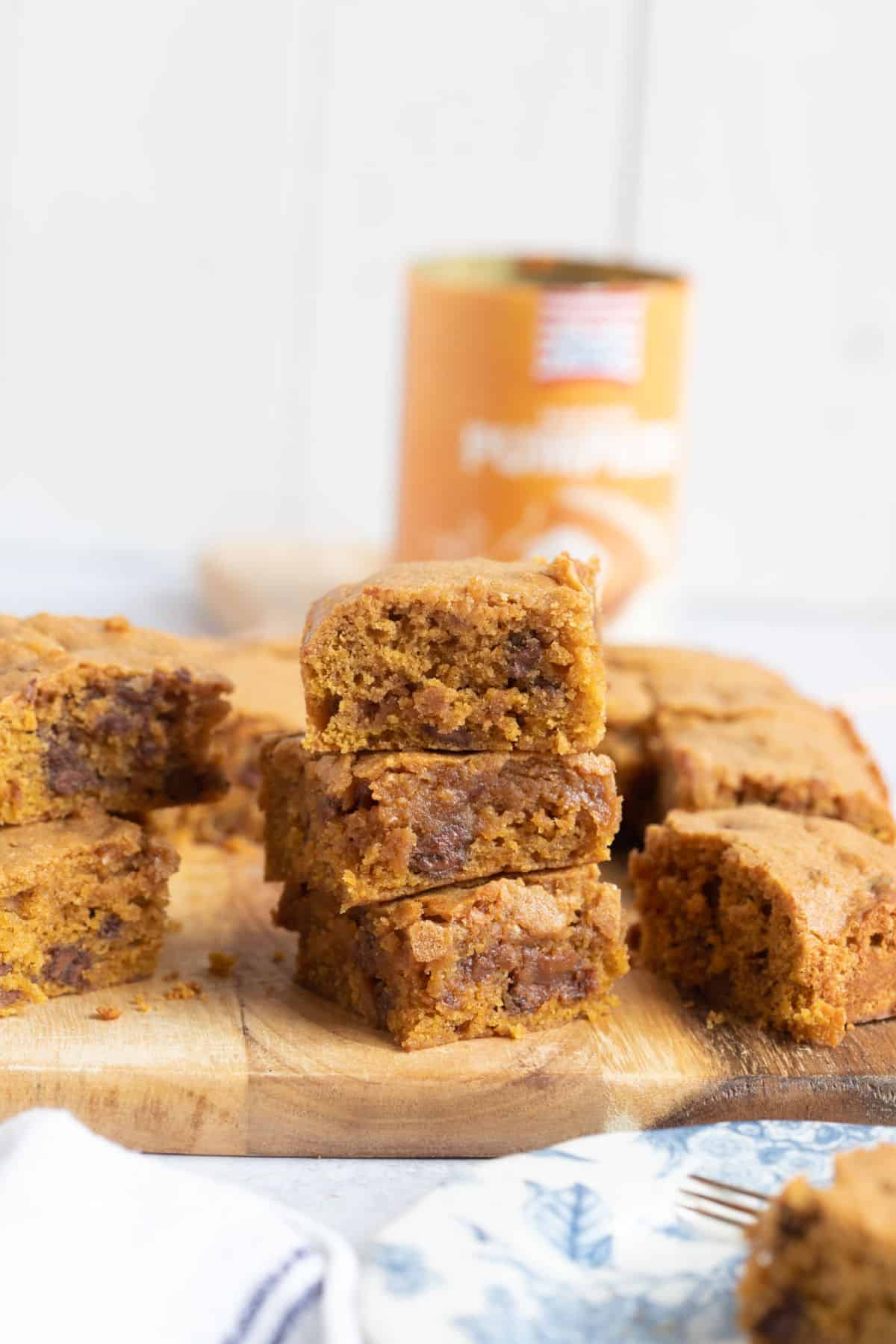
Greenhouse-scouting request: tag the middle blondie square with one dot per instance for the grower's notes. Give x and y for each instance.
(375, 826)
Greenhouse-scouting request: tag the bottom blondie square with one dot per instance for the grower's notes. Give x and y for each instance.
(82, 906)
(822, 1261)
(783, 918)
(487, 959)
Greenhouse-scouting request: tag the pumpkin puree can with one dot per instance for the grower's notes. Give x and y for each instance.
(543, 413)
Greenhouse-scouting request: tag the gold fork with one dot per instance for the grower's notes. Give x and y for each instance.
(712, 1204)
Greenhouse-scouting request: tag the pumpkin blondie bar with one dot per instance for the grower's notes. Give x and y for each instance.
(492, 959)
(822, 1261)
(267, 700)
(100, 712)
(82, 906)
(783, 918)
(460, 656)
(382, 824)
(645, 680)
(801, 757)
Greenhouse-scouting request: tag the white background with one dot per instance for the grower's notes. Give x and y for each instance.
(206, 208)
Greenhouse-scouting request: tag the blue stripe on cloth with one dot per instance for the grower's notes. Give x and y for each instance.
(309, 1296)
(261, 1295)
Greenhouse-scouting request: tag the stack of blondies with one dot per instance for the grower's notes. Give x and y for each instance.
(100, 724)
(440, 827)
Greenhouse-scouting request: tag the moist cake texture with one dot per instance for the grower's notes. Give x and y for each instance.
(97, 712)
(458, 656)
(82, 906)
(642, 680)
(822, 1261)
(267, 700)
(376, 826)
(783, 918)
(494, 959)
(800, 757)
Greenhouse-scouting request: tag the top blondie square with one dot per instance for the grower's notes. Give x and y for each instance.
(460, 656)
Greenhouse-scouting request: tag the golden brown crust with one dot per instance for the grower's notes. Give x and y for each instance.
(381, 824)
(97, 712)
(822, 1261)
(82, 906)
(501, 957)
(695, 730)
(267, 700)
(476, 655)
(800, 759)
(786, 918)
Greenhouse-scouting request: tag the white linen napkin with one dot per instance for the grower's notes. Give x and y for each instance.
(104, 1245)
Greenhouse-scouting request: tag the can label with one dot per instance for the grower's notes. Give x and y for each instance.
(543, 417)
(595, 331)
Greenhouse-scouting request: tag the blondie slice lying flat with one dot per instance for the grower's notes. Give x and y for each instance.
(492, 959)
(647, 680)
(461, 656)
(824, 1261)
(82, 906)
(802, 759)
(382, 824)
(783, 918)
(267, 699)
(100, 712)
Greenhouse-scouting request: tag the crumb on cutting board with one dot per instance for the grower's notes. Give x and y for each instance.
(220, 964)
(186, 989)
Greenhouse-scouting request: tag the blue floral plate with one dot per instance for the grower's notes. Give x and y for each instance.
(583, 1242)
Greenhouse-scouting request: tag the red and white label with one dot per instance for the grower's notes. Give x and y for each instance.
(590, 332)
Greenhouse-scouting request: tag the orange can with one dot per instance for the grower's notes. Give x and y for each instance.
(543, 413)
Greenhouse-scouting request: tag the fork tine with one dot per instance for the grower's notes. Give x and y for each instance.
(726, 1203)
(735, 1189)
(718, 1218)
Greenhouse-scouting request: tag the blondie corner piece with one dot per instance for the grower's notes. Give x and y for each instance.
(460, 656)
(783, 918)
(267, 700)
(376, 826)
(822, 1261)
(801, 759)
(97, 712)
(648, 680)
(494, 959)
(82, 906)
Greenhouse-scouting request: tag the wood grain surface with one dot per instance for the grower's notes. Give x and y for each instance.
(258, 1066)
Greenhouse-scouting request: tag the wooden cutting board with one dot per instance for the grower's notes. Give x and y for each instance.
(258, 1066)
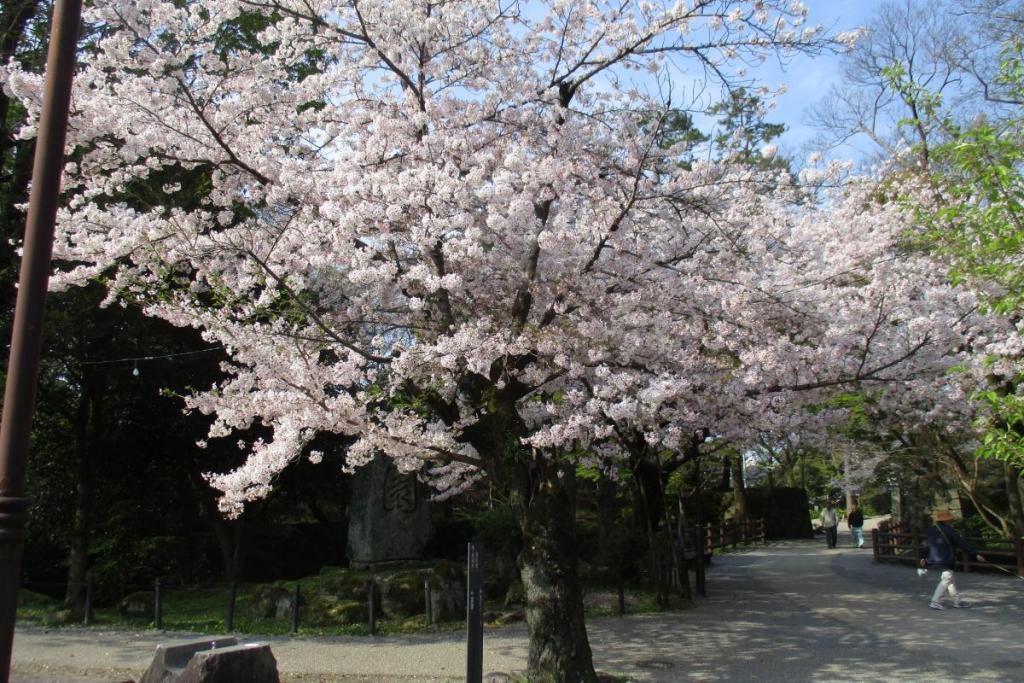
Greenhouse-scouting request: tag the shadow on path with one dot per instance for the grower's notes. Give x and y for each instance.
(788, 611)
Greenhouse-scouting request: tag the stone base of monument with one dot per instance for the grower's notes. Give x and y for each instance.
(220, 660)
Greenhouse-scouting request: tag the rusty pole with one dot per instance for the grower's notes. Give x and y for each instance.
(23, 367)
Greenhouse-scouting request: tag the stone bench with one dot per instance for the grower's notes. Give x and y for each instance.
(212, 660)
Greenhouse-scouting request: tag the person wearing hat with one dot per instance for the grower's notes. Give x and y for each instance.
(938, 552)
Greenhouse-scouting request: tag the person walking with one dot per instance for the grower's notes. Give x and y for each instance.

* YOUR INSTRUCTIONS
Go through the data above and transcribe it in full, omitting any image.

* EXERCISE OUTPUT
Greenhouse-scouting request: tag the middle blondie square with one dot per instance for the grower's notes. Give x and y for each instance.
(375, 826)
Greenhouse-scouting request: tag the bottom blondie square with one dot per instance for the grower's notes. Give x and y for each instance.
(82, 906)
(822, 1261)
(783, 918)
(487, 959)
Greenhouse-scouting request: tag the pumpkin puree can with one dot per instance for the grower's notes. Give x and y for each instance.
(543, 413)
Greenhouse-scouting request: tag the gold fork with one dot per instance for the grower's notes. Give x and y for each instance.
(712, 1204)
Greenhouse-scouting request: tag the pumpkin blondie bar with one dot per instance for the grower's notes. Give x and y for each instance.
(492, 959)
(822, 1261)
(267, 700)
(100, 712)
(82, 906)
(783, 918)
(460, 656)
(382, 824)
(645, 680)
(801, 757)
Greenhouse-scouting request: tag the white background with one dot per instance for the grower's notes. Give x and y for each instance.
(206, 208)
Greenhouse-scouting request: tag the blue stripe on cloth with one dot per instance for the grower's notes. Give x and y for each instance.
(309, 1296)
(261, 1295)
Greenhouse-scouting request: tag the stack of blondies with one dot per instance for the grower's notes. Give x and y for each instance.
(100, 724)
(440, 827)
Greenhouse-scouting request: tag the moist cake texture with one dot per instance for the grower's notes. Give x and y for each instance.
(97, 712)
(458, 656)
(82, 906)
(642, 680)
(822, 1261)
(267, 700)
(376, 826)
(783, 918)
(494, 959)
(800, 757)
Greenhouse-scouting request: tag the top blondie square with one dot per instance for the grower's notes. Give x and y for each instance.
(460, 656)
Greenhouse-scouting request: tag the golden brown crust with one dot per instance for the grower's notes. Give x and y for each instance.
(381, 824)
(97, 712)
(822, 1261)
(82, 906)
(501, 957)
(695, 730)
(267, 700)
(476, 655)
(800, 759)
(786, 918)
Greenhouse-scouting request: tag the white linen napkin with one dot per instance for the grower's notes. Give x and y for each instance.
(104, 1245)
Greenhouse-scouting request: tag the can label with one dot per instance for the grower's notes. Give x and y for each instance.
(543, 417)
(595, 331)
Greenhouse-scouting request: tag the blondie slice lying flat with one dot per instance for the grower's notes. Give x and y for each instance.
(492, 959)
(647, 680)
(461, 656)
(824, 1261)
(82, 906)
(802, 759)
(382, 824)
(783, 918)
(267, 699)
(100, 712)
Greenhouse-scouting request: tag the crumb on cutting board with one dot per instance for the grower's notes. Give x and y for each instance.
(220, 964)
(186, 989)
Greenhouse-scouting request: tag the blue floral plate with one dot per instance for the grower's notes. Give x and y for each instance.
(583, 1242)
Greenhouse-scouting request: tag the red and white label with one dot per instance for the grower's notes. Give x and y for each instance.
(590, 332)
Greenhouse-scouting request: tag the orange can with one dot per instance for the grower's notes. Give x and y for each instance.
(543, 413)
Greenhouse-scouting request: tag the fork tine with one dot per instance for the grower's notes. Give x and y for each instance.
(726, 1203)
(735, 1189)
(718, 1218)
Greenhouse-scouting request: tag the blondie corner piece with one dot per instance for the grower's notes. Give x and y for each instance.
(460, 656)
(783, 918)
(267, 700)
(376, 826)
(822, 1261)
(801, 759)
(97, 712)
(648, 680)
(494, 959)
(82, 906)
Greenhouse-scouting request: tag the wood grain surface with one dot per instance for the grower's notes. Give x and y for each instance.
(258, 1066)
Greenhouse-scouting request: tag the wooden cutting board with one dot per instance for the grower's notes. Give x and y for each instance.
(258, 1066)
Greenhouse-scouting request: tag the shadow on path with one dot per instance for the grower's notes. Give x and y for each instance.
(788, 611)
Greenhouse-scouting request: tag the stone base of monument with one dot per instance for the grower's notes. Give x and y for each instance.
(220, 660)
Greenhouse-scouting request: tag the rusty pole with one dot per instance for the grower's notes. Give x and y for each instance.
(23, 367)
Greenhouse-scouting request: tag the stone bench with one dot per instance for the grower's notes. Give x and y for each instance.
(212, 660)
Greenhouse-scouting request: tag the person wearing hat with one dot per instance for the grower's notes. Give x and y for each instance.
(938, 552)
Greenhouse-scouting request: tag the person walking with one dot per instance for the grower's notes. Give x and y for each instance.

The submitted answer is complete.